Aim: Please reproduce the data from its start through the line containing "81 208 L 83", adding 79 to every coordinate in the path outlines and leaving all other text in those lines unchanged.

Data excerpts:

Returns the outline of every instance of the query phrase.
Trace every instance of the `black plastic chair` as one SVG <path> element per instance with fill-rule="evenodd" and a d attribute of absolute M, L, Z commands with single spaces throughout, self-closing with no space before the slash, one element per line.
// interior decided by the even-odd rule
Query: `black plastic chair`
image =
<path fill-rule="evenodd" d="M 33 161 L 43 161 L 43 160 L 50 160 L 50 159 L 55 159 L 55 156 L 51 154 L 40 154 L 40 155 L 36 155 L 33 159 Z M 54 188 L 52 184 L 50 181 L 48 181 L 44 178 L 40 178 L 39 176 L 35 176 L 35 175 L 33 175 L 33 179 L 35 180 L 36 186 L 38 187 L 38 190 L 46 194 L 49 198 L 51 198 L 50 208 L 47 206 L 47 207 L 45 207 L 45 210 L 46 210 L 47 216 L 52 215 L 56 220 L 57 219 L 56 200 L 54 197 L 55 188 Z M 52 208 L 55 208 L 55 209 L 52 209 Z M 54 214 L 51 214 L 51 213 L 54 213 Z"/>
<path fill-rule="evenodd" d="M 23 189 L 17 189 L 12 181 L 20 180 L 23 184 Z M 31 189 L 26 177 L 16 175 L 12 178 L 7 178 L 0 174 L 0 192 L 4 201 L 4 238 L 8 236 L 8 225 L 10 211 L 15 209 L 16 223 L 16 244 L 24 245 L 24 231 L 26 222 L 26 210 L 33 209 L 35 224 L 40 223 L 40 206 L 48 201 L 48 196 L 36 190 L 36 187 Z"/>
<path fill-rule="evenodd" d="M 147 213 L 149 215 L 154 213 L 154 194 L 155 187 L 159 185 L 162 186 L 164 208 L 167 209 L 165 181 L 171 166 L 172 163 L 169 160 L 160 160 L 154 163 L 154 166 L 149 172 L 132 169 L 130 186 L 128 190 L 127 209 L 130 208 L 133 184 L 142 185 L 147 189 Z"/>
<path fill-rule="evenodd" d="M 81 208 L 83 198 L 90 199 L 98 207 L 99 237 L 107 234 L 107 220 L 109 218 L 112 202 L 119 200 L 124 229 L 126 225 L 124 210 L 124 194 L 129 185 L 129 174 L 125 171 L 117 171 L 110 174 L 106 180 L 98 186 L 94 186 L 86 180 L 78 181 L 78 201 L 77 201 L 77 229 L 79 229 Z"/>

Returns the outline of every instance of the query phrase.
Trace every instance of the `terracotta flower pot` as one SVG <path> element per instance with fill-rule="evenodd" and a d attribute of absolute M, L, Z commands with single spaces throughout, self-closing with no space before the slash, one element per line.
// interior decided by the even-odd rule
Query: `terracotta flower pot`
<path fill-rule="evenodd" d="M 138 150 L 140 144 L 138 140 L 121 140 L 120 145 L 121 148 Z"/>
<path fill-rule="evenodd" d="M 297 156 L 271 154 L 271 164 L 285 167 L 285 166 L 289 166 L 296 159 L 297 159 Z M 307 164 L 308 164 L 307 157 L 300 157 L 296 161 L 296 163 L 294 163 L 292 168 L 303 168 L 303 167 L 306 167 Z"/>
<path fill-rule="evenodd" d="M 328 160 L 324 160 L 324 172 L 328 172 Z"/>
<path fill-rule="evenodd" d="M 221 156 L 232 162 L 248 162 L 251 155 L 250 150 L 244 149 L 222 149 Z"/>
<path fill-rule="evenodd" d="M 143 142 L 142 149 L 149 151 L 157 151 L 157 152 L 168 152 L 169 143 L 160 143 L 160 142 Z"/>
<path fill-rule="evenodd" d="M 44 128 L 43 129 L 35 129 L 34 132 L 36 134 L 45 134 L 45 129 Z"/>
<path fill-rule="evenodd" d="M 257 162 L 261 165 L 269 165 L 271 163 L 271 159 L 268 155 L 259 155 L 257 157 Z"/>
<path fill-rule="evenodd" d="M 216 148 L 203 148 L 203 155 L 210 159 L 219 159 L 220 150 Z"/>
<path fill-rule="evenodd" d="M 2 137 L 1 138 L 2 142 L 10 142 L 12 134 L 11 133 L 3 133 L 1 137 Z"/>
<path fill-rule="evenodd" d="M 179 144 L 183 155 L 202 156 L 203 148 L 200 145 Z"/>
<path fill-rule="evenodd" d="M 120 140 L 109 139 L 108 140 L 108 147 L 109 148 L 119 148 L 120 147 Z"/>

The output:
Returns the outline of every instance of the query phrase.
Trace every instance of the `black plastic chair` as one SVG <path> element per instance with fill-rule="evenodd" and a d attribute of absolute M, L, Z commands with single spaces throughout, self-closing with no space before the slash, one element per line.
// interior decided by the even-odd rule
Query: `black plastic chair`
image =
<path fill-rule="evenodd" d="M 112 240 L 122 240 L 122 239 L 129 239 L 129 238 L 134 238 L 134 235 L 130 233 L 119 233 L 119 234 L 115 234 L 112 238 Z M 133 267 L 131 263 L 129 260 L 127 260 L 123 257 L 119 257 L 118 255 L 114 255 L 114 254 L 112 254 L 112 258 L 114 259 L 115 265 L 117 266 L 117 269 L 125 273 L 128 277 L 130 277 L 129 287 L 126 285 L 126 286 L 124 286 L 124 289 L 125 289 L 126 295 L 131 294 L 135 299 L 136 298 L 135 279 L 133 276 L 134 267 Z M 131 287 L 134 287 L 134 288 L 131 288 Z M 133 293 L 130 293 L 130 292 L 133 292 Z"/>
<path fill-rule="evenodd" d="M 102 268 L 96 268 L 91 260 L 99 259 L 102 263 Z M 110 268 L 105 256 L 95 254 L 91 257 L 86 257 L 79 253 L 79 271 L 83 280 L 83 317 L 87 315 L 87 304 L 89 290 L 94 288 L 95 302 L 95 323 L 103 324 L 103 310 L 105 301 L 105 289 L 112 288 L 114 303 L 119 302 L 119 285 L 127 280 L 127 275 L 115 269 L 115 266 Z"/>
<path fill-rule="evenodd" d="M 226 292 L 228 294 L 233 292 L 233 273 L 234 266 L 238 264 L 241 265 L 243 287 L 246 288 L 244 260 L 250 245 L 251 242 L 248 239 L 239 239 L 233 242 L 233 245 L 228 251 L 211 248 L 209 265 L 207 269 L 206 288 L 209 287 L 212 263 L 221 264 L 226 268 Z"/>
<path fill-rule="evenodd" d="M 160 287 L 162 277 L 169 278 L 177 286 L 178 316 L 186 313 L 186 299 L 188 297 L 191 281 L 198 279 L 203 308 L 205 304 L 203 289 L 203 273 L 208 264 L 208 253 L 204 250 L 196 250 L 189 253 L 185 259 L 177 265 L 173 265 L 165 259 L 157 260 L 157 280 L 156 280 L 156 308 L 158 308 Z"/>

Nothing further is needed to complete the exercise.